## [Text to read]

Sir Alan Haselhurst: I make the
qualification about the effect of Pepper v Hart, that ministers
now do need to get certain information on to the record. There
is an argument which says that if that is a problem which is causing
the length of a speech to be extended, your committee could consider
the possibility of some document being written into the record:
it would essentially be there, if you like, for subsequent legal
purposes. That is a radical suggestion but I merely throw it out
as one possibility.
Q61 Chairman: Words have been whispered
in my ear that it might be placed in the explanatory memorandum.
Sir Alan Haselhurst: Indeed, there
may be ways round that in order that it would have the validity
that is necessary to satisfy the requirements of Pepper v Hart,
but otherwise it is a matter of consideration whether a minister's
speech should be limited to a certain time, as backbenchers have
had to endure over the years, as it were to set a new pace within
the committee. I think that if a time limit is imposed generally
upon the front bench and back bench, then consideration would
have to be given to whether or not there could be repeat interventions,
and people would have to concentrate more on putting what they
wanted to say into their speech. The only problem, in terms of
the nature of debate in committee, is that sometimes it is the
quick intervention and so on that promotes and develops the debate
in committee. One certainly would not want to rule that out, and
so one might have to take a slightly more generous view of what
constitutes an intervention in the committee if only one actual
major speech was permitted.
Mr Gale: I personally would not
be in favour of curtailing speeches because if the chairman is
doing his or her job properly, then either what is being said
is in order or it is not. If it is not in order, it should not
have been said at all. If it is in order, one hopes it is relevant
to the debate. I think the grounds as laid out in Pepper v
Hart are very valid. Perhaps we could come back to that. To
curtail a minister, some of whom are very good at seeking to respond
generously and properly to backbench contributions from both sides
of the House, or to limit his or her ability to do that because
other things need to be said as well as part of the brief, I think
would be very damaging indeed to the process. Some ministers take
the view that civil servants have written this material and that
therefore it has to be read because otherwise the civil servants
would be upset. Some take a more pragmatic view. (I think Sir
Alan made the point about this perhaps for Pepper v Hart
purposes.) And say, "I will write to the honourable gentleman"
and three days later in committee a letter appears which is circulated
around the whole committee; that kind of material, instead of
having to be debated, could be published as an annex to the Hansard
and therefore become, for Pepper v Hart purposes, part
of the record. That might go some way towards solving the problem.

## [Requests]
[1] Please rewrite the paragraph that begins "Mr Gale: I personally would not" from the committee discussion of Pepper v Hart as a short list, keeping its main points.
[2] Carry on the committee discussion of Pepper v Hart from the point where it stops.

## [Supplied entries]
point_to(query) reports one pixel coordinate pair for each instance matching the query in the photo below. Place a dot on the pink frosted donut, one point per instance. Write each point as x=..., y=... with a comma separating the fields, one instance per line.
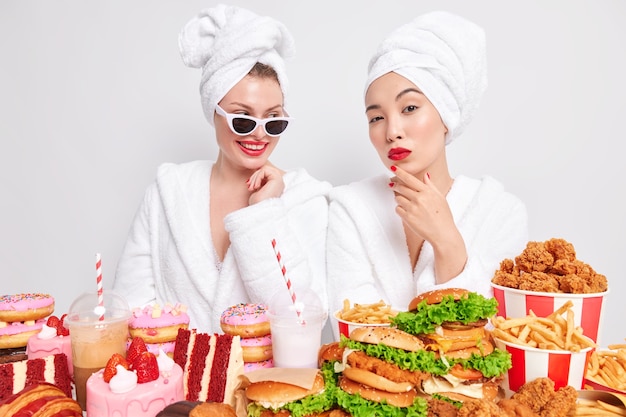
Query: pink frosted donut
x=158, y=324
x=257, y=349
x=16, y=334
x=251, y=366
x=25, y=307
x=245, y=320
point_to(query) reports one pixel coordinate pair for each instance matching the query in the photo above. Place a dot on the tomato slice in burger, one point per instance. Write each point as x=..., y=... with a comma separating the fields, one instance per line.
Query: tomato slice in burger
x=458, y=371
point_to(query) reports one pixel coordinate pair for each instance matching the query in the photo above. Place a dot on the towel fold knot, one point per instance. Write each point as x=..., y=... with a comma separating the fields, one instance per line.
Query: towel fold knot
x=226, y=42
x=444, y=55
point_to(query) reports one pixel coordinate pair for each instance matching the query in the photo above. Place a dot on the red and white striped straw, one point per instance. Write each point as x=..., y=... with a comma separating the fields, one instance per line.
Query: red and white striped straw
x=99, y=283
x=283, y=270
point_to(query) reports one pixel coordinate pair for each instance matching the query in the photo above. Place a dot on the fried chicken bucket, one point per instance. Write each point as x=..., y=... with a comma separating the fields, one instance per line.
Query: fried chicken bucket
x=545, y=276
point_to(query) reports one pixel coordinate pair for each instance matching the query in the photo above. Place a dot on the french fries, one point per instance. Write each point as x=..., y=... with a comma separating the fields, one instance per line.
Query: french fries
x=586, y=407
x=608, y=367
x=375, y=313
x=554, y=332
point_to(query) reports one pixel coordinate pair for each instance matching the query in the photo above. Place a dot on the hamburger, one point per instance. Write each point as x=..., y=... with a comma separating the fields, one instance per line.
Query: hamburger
x=269, y=398
x=373, y=377
x=450, y=323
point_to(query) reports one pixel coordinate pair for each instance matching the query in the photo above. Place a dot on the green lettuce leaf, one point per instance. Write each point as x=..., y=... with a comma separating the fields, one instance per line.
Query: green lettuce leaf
x=427, y=317
x=492, y=365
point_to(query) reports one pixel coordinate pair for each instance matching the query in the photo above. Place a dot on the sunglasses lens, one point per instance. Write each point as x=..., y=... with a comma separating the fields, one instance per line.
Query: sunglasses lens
x=276, y=127
x=243, y=126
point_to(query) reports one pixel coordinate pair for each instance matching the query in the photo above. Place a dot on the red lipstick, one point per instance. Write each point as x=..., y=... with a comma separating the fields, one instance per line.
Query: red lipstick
x=252, y=148
x=397, y=154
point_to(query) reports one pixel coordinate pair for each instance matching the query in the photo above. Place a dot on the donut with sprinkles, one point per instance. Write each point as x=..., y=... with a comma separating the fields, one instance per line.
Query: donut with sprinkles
x=246, y=320
x=25, y=307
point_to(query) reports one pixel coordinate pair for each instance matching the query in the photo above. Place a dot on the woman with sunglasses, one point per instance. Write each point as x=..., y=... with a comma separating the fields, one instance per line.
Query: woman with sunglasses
x=423, y=229
x=203, y=235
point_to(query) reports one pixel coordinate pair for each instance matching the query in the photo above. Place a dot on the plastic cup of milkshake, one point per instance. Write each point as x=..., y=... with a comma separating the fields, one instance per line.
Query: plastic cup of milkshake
x=99, y=328
x=296, y=329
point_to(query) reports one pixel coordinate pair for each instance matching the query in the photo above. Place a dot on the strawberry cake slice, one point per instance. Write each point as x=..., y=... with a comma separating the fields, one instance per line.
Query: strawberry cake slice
x=53, y=338
x=141, y=384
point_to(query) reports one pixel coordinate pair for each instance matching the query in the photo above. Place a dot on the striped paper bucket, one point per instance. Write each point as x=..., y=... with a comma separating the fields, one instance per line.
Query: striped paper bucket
x=346, y=327
x=588, y=308
x=561, y=366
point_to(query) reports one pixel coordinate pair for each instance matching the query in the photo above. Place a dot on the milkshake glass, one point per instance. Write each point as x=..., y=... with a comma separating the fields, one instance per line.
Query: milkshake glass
x=98, y=328
x=296, y=329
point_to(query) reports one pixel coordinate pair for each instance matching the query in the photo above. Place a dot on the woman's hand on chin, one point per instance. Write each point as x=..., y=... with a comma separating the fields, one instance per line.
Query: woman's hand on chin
x=266, y=182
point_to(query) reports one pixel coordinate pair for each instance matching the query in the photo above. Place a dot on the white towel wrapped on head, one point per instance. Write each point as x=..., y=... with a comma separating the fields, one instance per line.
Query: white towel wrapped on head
x=226, y=42
x=444, y=55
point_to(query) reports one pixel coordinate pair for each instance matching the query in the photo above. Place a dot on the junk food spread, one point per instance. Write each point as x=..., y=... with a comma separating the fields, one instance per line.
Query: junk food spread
x=452, y=353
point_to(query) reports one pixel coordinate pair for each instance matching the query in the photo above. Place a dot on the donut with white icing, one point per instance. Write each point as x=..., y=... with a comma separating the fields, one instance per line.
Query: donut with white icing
x=245, y=320
x=17, y=333
x=158, y=324
x=25, y=307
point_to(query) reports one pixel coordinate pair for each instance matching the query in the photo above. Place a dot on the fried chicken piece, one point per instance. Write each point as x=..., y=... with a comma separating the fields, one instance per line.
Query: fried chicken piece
x=563, y=400
x=573, y=284
x=539, y=281
x=549, y=266
x=534, y=258
x=440, y=408
x=563, y=267
x=506, y=279
x=535, y=394
x=560, y=249
x=479, y=408
x=513, y=408
x=507, y=266
x=597, y=283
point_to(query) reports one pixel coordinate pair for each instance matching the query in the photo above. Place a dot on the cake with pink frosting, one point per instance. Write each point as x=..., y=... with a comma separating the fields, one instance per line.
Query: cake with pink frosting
x=124, y=396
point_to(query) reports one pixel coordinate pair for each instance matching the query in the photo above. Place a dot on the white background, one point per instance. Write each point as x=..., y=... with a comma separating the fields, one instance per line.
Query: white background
x=94, y=96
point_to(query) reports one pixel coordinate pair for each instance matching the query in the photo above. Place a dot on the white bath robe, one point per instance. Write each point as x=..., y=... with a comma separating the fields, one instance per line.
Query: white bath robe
x=367, y=255
x=169, y=254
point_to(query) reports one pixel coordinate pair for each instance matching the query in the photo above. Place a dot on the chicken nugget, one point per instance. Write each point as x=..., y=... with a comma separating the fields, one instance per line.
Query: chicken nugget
x=560, y=249
x=534, y=258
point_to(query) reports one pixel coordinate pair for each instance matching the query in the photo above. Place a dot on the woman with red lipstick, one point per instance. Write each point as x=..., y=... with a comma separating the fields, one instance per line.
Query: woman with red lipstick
x=203, y=234
x=421, y=230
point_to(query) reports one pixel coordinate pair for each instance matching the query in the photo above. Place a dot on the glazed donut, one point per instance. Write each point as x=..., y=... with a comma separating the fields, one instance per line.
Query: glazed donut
x=16, y=334
x=256, y=349
x=156, y=324
x=25, y=307
x=252, y=366
x=245, y=320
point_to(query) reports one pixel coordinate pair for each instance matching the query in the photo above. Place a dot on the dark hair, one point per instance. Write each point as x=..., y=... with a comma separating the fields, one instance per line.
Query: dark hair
x=263, y=71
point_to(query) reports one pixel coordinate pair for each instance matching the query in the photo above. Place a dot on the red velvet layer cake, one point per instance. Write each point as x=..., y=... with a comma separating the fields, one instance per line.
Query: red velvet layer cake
x=211, y=364
x=52, y=369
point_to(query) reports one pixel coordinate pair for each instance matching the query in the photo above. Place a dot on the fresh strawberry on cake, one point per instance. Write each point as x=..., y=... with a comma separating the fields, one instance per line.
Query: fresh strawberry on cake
x=54, y=337
x=140, y=384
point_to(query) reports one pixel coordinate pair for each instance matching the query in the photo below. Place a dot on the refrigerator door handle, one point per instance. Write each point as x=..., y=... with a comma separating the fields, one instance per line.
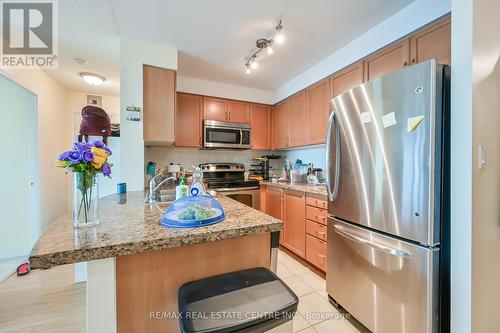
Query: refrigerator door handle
x=332, y=193
x=387, y=249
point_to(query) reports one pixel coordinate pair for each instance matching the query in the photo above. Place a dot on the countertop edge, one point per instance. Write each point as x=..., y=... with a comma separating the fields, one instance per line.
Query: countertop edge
x=46, y=261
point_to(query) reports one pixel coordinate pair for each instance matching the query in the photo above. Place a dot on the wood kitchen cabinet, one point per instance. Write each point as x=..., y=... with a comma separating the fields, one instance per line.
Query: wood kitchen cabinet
x=433, y=42
x=281, y=125
x=214, y=108
x=294, y=219
x=188, y=114
x=274, y=205
x=159, y=93
x=318, y=109
x=387, y=60
x=346, y=79
x=260, y=120
x=297, y=120
x=238, y=112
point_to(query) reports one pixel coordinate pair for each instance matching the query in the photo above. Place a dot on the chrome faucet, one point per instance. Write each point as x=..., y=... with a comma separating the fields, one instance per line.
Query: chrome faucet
x=151, y=197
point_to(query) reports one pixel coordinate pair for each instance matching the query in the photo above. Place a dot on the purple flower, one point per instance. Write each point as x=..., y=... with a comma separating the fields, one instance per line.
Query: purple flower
x=106, y=170
x=75, y=156
x=64, y=156
x=81, y=146
x=87, y=156
x=98, y=144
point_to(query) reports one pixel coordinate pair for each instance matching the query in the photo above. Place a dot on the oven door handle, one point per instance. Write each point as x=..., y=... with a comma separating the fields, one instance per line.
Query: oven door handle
x=233, y=189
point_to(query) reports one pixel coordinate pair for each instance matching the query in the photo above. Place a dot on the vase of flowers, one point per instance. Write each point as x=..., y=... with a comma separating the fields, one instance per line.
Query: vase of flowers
x=86, y=161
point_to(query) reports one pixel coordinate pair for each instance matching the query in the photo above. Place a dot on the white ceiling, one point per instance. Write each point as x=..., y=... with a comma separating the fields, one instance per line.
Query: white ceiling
x=87, y=29
x=214, y=37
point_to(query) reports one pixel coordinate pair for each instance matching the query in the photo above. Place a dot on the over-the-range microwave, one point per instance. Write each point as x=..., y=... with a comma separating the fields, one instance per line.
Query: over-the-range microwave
x=220, y=134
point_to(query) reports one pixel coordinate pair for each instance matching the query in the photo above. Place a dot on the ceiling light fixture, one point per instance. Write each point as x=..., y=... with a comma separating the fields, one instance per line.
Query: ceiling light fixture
x=264, y=44
x=93, y=79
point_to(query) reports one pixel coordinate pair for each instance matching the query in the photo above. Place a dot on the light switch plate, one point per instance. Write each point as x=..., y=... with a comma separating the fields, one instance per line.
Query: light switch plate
x=481, y=155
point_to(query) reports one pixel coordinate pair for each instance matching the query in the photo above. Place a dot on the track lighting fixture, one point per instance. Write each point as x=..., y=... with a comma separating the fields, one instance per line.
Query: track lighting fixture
x=264, y=44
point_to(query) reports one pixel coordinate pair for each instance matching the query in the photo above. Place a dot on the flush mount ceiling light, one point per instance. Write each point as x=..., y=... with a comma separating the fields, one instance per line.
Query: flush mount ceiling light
x=264, y=44
x=93, y=79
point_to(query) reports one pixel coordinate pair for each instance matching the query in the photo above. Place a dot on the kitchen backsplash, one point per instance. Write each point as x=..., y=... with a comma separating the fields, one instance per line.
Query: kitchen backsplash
x=187, y=157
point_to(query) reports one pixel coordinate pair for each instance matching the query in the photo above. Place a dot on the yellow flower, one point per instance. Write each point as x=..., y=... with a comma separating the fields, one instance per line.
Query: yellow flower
x=100, y=157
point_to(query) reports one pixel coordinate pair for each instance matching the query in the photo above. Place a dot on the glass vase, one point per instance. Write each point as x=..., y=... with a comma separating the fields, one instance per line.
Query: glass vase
x=85, y=200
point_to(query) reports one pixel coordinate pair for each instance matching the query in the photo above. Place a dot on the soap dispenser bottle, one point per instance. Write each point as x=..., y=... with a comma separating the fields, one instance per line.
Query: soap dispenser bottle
x=181, y=190
x=198, y=181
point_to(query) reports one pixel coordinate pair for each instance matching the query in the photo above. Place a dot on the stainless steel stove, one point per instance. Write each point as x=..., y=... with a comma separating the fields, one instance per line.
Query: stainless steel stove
x=229, y=179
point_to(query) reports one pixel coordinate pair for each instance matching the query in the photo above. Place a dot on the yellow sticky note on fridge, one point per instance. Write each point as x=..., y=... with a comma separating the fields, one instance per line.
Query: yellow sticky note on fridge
x=413, y=123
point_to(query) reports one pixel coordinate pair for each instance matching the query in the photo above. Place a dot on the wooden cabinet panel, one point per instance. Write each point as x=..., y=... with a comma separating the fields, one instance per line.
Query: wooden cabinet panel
x=159, y=104
x=238, y=112
x=281, y=125
x=346, y=79
x=260, y=120
x=318, y=201
x=188, y=120
x=388, y=60
x=432, y=43
x=298, y=120
x=315, y=229
x=214, y=108
x=274, y=205
x=316, y=252
x=318, y=109
x=263, y=199
x=316, y=214
x=295, y=222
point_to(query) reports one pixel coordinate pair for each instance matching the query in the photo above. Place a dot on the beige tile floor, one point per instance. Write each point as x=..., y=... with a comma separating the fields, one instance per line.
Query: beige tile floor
x=315, y=313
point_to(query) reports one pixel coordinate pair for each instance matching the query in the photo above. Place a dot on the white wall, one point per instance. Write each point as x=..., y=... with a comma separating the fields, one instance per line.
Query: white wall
x=486, y=182
x=217, y=89
x=17, y=132
x=53, y=137
x=110, y=104
x=461, y=165
x=133, y=55
x=409, y=19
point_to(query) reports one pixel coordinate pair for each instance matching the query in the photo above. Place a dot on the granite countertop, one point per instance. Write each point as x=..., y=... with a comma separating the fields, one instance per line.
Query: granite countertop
x=315, y=189
x=134, y=228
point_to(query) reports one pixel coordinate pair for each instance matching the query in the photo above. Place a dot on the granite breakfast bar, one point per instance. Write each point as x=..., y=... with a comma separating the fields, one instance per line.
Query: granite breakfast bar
x=136, y=266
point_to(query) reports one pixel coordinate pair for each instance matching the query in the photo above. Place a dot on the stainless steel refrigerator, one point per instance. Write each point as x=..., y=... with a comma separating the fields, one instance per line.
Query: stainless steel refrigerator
x=387, y=180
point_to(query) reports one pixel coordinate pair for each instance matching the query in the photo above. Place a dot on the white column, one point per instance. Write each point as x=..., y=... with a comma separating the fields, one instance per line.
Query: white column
x=101, y=296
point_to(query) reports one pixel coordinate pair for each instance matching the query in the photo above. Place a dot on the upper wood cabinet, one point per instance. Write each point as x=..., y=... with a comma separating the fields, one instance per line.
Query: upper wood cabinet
x=294, y=218
x=238, y=112
x=388, y=60
x=158, y=105
x=214, y=108
x=346, y=79
x=281, y=125
x=260, y=120
x=188, y=120
x=298, y=120
x=432, y=43
x=318, y=109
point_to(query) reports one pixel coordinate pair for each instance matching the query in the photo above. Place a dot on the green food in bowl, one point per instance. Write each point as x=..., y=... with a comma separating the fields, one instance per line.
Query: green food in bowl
x=196, y=213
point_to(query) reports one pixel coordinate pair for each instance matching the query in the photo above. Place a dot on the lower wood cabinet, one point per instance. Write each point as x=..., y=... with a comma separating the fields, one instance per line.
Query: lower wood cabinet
x=316, y=252
x=295, y=222
x=274, y=206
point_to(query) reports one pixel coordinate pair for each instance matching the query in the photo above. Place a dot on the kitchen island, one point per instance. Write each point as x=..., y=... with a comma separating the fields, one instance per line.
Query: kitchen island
x=136, y=266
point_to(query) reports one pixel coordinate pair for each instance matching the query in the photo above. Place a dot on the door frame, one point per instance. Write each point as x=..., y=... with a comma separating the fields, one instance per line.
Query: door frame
x=34, y=222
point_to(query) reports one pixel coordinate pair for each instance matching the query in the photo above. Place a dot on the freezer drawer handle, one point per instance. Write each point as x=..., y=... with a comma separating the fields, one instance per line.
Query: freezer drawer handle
x=383, y=248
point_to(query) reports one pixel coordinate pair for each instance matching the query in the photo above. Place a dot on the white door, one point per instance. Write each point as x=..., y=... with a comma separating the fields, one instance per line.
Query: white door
x=17, y=166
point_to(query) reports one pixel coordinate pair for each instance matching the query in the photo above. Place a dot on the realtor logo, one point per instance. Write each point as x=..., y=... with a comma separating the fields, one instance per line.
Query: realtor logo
x=29, y=34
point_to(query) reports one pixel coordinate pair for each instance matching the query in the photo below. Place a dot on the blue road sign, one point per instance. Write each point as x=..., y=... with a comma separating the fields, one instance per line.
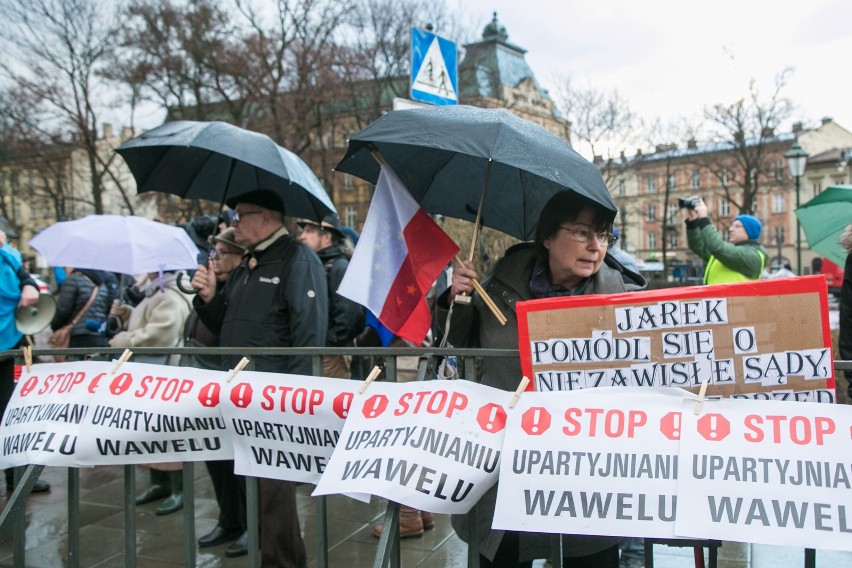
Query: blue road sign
x=434, y=69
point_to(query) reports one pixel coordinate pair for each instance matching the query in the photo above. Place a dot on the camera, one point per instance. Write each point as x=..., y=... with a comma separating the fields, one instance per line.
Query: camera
x=688, y=202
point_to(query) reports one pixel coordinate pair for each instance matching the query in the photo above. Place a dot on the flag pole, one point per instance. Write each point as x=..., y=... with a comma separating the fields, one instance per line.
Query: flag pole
x=485, y=297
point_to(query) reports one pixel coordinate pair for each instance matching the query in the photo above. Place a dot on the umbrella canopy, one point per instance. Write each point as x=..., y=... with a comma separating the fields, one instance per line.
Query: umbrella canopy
x=128, y=245
x=219, y=161
x=442, y=155
x=823, y=219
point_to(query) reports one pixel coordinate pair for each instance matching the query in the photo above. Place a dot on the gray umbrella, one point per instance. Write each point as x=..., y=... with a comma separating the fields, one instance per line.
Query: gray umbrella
x=219, y=161
x=448, y=157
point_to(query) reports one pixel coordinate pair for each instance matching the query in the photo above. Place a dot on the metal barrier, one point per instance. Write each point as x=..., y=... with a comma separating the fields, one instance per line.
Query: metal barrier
x=12, y=518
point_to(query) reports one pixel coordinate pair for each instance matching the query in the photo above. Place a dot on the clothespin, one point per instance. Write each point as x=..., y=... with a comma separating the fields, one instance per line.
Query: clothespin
x=700, y=402
x=240, y=366
x=121, y=360
x=521, y=388
x=370, y=378
x=28, y=356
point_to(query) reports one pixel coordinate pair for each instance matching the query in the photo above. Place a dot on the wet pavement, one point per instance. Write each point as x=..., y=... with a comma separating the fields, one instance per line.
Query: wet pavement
x=159, y=540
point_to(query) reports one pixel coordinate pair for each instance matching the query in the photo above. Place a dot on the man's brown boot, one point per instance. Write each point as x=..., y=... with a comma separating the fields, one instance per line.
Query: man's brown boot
x=410, y=524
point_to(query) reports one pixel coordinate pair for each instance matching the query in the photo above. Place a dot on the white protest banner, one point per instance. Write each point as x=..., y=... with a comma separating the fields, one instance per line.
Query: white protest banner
x=433, y=445
x=763, y=340
x=285, y=426
x=155, y=413
x=600, y=461
x=767, y=473
x=42, y=420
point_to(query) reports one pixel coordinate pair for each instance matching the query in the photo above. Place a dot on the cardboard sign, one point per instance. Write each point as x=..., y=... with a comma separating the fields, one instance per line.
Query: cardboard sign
x=434, y=446
x=600, y=461
x=155, y=413
x=285, y=426
x=767, y=473
x=764, y=340
x=43, y=419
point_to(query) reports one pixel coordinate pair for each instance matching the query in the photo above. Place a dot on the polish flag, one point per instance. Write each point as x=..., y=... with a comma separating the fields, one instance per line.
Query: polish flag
x=400, y=253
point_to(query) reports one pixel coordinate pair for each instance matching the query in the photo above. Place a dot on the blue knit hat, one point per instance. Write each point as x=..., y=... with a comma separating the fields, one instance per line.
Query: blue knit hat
x=751, y=225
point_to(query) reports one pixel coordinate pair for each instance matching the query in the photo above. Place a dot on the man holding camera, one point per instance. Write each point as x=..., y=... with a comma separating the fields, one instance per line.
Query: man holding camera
x=739, y=259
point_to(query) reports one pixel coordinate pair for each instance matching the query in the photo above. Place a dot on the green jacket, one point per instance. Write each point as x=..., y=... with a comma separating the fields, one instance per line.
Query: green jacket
x=747, y=258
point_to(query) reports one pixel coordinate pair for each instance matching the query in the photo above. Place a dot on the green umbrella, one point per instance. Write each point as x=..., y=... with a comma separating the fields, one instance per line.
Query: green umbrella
x=824, y=218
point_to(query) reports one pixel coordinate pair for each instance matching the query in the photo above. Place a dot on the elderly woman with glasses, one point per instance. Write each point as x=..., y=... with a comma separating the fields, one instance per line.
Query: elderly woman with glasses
x=569, y=257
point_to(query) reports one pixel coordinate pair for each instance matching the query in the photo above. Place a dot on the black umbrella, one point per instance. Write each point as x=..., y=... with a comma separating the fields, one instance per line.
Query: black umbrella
x=451, y=157
x=219, y=161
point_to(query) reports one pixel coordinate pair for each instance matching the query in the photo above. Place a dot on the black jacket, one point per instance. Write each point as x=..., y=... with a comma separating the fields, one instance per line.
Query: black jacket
x=73, y=295
x=277, y=297
x=345, y=317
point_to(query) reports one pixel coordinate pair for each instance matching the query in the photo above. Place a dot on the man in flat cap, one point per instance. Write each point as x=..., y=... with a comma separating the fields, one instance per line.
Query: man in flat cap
x=277, y=297
x=345, y=317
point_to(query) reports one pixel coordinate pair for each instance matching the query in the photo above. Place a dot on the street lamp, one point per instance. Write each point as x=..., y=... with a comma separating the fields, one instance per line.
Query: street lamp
x=797, y=159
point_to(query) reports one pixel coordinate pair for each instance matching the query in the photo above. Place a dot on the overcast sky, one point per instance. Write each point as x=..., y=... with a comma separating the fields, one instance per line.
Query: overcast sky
x=671, y=58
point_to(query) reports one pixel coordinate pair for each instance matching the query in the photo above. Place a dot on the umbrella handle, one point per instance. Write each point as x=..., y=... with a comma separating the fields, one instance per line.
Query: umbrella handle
x=183, y=288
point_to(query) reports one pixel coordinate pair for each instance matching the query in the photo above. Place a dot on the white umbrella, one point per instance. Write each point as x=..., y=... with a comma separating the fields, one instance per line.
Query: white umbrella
x=128, y=245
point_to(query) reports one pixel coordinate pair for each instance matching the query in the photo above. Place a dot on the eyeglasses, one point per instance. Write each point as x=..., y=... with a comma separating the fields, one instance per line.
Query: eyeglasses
x=214, y=254
x=239, y=215
x=604, y=239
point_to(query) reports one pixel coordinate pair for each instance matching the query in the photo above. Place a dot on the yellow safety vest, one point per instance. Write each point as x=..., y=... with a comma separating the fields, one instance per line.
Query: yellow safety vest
x=718, y=273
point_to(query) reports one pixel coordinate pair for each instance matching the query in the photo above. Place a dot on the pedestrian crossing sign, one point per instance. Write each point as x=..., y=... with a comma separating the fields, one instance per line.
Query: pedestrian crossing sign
x=434, y=69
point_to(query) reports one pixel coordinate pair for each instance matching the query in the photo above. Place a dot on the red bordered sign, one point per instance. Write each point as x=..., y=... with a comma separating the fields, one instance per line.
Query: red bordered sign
x=766, y=339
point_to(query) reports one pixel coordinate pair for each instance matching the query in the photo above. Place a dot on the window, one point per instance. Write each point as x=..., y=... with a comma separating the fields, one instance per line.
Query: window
x=652, y=212
x=695, y=179
x=350, y=216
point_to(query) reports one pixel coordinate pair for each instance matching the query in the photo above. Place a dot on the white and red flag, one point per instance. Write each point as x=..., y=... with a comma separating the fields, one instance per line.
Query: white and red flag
x=399, y=255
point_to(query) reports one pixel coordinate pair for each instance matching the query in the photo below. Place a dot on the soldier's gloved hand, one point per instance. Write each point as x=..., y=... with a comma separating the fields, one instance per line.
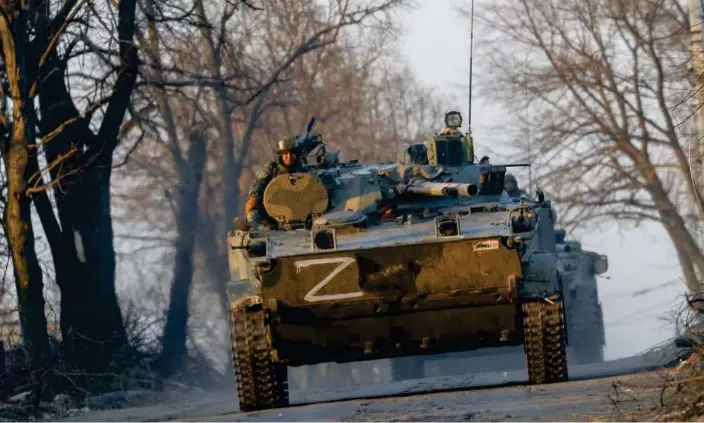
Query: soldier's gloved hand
x=253, y=217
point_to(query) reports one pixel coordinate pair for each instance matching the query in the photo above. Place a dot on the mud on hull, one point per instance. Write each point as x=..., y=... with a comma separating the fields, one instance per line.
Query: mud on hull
x=385, y=302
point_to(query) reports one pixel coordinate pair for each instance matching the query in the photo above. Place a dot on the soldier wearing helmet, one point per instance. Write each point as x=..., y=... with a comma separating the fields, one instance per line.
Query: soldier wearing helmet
x=511, y=187
x=288, y=162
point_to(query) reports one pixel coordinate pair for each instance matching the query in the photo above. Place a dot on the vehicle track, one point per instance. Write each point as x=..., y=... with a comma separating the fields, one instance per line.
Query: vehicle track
x=485, y=396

## [The answers]
[1]
- Mr Gale would not favor curtailing speeches. If the chairman does the job properly, what is said is either in order, and hopefully relevant, or should not have been said at all.
- He considers the grounds laid out in Pepper v Hart very valid.
- Limiting ministers, some of whom respond generously to backbench contributions from both sides of the House, because other parts of the brief must also be covered would be very damaging to the process.
- Some ministers read the civil servants' material so as not to upset them. Others take a more pragmatic view and offer to write to the member.
- A letter of that kind, circulated to the whole committee days later, could be published as an annex to Hansard instead of being debated. It would then be part of the record for Pepper v Hart purposes, which might go some way toward solving the problem.

[2]
Sir Alan Haselhurst: Sir Nicholas,
so that your committee has a range of opinions available to it
on this matter, where a minister may be observed to be spending
time talking about what an Opposition Member has put forward rather
that explaining his own position is where possibly speeches are
getting extended. We all know that political advisers are now
playing over the years a more prominent role in government. It
may be that there is political material being inserted into the
folders to assist a minister. That is undoubtedly contributing
to a lengthening of the contributions. That is why I would urge
you at least to consider, even if in the end you dismiss the possibility,
some kind of brake upon the extent of ministerial contribution.
Chairman: I think research assistants
for back-bench Members themselves are now contributing increasingly
to the material that Members use in standing committee. I am not
just blaming ministers.
Q62 Sir Robert Smith: To come on
to Pepper v Hart aspects, when there are proven amendments
tabled to pin down ministers so that there is more guidance for
the courts than on the face of the Bill, is not the interaction
really crucial? It is possible that the probing interaction, that
bit in Hansard, is going to be of most use to the court and therefore
you could not really reduce that to a memorandum that was tabled?
Sir Alan Haselhurst: I accept
that but, by the very fact that we have started considering these
things and these expedients and their advantages or disadvantages,
it has to be seen in the context of the overall time available.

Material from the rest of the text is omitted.